## Material provided
------
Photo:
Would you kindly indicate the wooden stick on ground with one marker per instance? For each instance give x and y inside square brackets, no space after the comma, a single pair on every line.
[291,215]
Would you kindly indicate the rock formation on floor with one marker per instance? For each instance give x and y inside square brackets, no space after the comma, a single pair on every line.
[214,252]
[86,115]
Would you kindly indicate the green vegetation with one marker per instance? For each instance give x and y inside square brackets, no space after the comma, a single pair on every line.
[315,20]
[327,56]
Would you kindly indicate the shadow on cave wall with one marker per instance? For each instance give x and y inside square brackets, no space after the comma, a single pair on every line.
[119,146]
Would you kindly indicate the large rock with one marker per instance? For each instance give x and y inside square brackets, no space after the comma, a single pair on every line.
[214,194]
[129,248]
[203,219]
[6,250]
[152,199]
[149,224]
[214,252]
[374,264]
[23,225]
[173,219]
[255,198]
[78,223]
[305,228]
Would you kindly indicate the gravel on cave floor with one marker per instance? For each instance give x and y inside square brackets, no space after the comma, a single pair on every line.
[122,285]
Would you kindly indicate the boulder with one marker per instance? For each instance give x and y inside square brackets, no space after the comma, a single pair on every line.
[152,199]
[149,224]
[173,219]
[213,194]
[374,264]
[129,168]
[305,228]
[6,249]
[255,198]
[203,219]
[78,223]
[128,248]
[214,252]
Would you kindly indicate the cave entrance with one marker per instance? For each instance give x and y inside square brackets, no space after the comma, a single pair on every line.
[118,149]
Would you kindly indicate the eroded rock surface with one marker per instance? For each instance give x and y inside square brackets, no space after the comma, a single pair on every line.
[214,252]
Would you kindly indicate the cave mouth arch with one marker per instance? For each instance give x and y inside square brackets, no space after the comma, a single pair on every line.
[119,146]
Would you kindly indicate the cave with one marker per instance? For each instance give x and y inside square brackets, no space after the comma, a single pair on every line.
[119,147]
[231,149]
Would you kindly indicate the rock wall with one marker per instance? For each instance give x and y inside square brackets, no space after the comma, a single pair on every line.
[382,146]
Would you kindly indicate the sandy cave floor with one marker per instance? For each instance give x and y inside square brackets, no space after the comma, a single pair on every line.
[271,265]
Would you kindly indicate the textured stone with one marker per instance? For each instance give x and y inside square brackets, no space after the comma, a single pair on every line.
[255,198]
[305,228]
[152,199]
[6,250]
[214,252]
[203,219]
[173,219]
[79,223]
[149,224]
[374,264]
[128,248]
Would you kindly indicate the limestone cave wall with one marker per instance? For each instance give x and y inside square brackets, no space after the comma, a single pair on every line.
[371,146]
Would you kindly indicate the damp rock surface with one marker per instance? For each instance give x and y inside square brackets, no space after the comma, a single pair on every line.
------
## Work order
Repeat the entries word for word. Skip none of them.

## Expected answer
Photo:
Would you kindly indicate the wooden stick on ground with one marker per instance? For each instance give x and y inside square brackets, no space after the comma, a single pair on every line.
[291,215]
Would you kindly indicate the rock formation on floor with one marker per instance? For each instance give x and y inside square brackets, no space after the comma, a single pair on every line.
[214,252]
[86,115]
Would you kindly indicate the green vegetation with one marker per instance? For each instance give x and y inside square brackets, no space after the comma, a single pair on every line.
[315,20]
[327,56]
Would you kindly indicate the shadow on cave wall with one marker per instance? For each instance give x and y inside square brackets, no space after the comma, a single pair on every line.
[119,146]
Would you kindly indicate the large rock with one marker per instance? For each instance give x and y inside square brackets, no space after the comma, a single pair on every line.
[214,194]
[129,248]
[203,219]
[6,250]
[152,199]
[149,224]
[214,252]
[374,264]
[23,225]
[173,219]
[255,198]
[78,223]
[305,228]
Would you kindly indicate the gravel on cave floor with one marker per instance? For each instance give x and y inside square brackets, no space after the comma, a single pair on every line.
[122,285]
Would you kindly indicate the boulder with one marker per instance? For each instance give x and y inside square brackets, no space after the comma, a single pair on every line.
[152,199]
[149,224]
[173,219]
[213,194]
[374,264]
[129,168]
[305,228]
[6,249]
[255,198]
[203,219]
[78,223]
[128,248]
[214,252]
Would you kindly indicate the cave entrance with one marker per instance? For each instance give x and y inside square brackets, no space after the comma, a single pair on every line.
[118,149]
Would you kindly indicate the eroded rock surface with one marker per instance? For each instance give x and y inside square brackets, no space after the comma, a single pair on every line.
[214,252]
Would you kindly indicate the cave mouth arch with one marker per instance? For each instance give x and y inside square brackets, no space after the comma, a single pair on every line.
[119,146]
Would you kindly indicate the cave with one marker per instance? For each instance give x and y inside square brackets, no space after the comma, a single pair on every line.
[119,147]
[231,149]
Would you kindly indicate the rock wall with one marker per instance? For each instance give x and y inside square brackets, no space after the comma, a single pair on every line.
[382,146]
Would you kindly indicate the sandy cave floor with one marker per instance? For each instance give x and y inside square brackets, no space after the comma, a single pair on every line.
[271,265]
Would you kindly indicate the textured stone with one marker per instance? For each instance give x and y inside square brackets, no space after the comma, a single pair on every line.
[255,198]
[305,228]
[152,199]
[6,250]
[214,252]
[203,219]
[173,219]
[79,223]
[149,224]
[374,264]
[128,248]
Would you kindly indicate the limestone cave wall with one marker per instance? For each instance give x and y inside square brackets, no space after the comma, a single pair on every line.
[371,146]
Would you kindly indicate the damp rock surface with one marker per instance? For each instance give x and y inside square brackets, no space after the comma, a single pair on every line.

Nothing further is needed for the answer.